> WORK REQUIRED
Here are some records. Copy each one exactly.

(Entries taken from a collection)
Start of Block
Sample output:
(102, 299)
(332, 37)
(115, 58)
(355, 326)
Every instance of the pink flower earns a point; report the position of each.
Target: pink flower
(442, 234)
End of Block
> WRITTEN RESPONSE
Sample output:
(102, 299)
(332, 37)
(115, 58)
(355, 326)
Every instance of the pink flower earns a point; report the position of each.
Target: pink flower
(442, 234)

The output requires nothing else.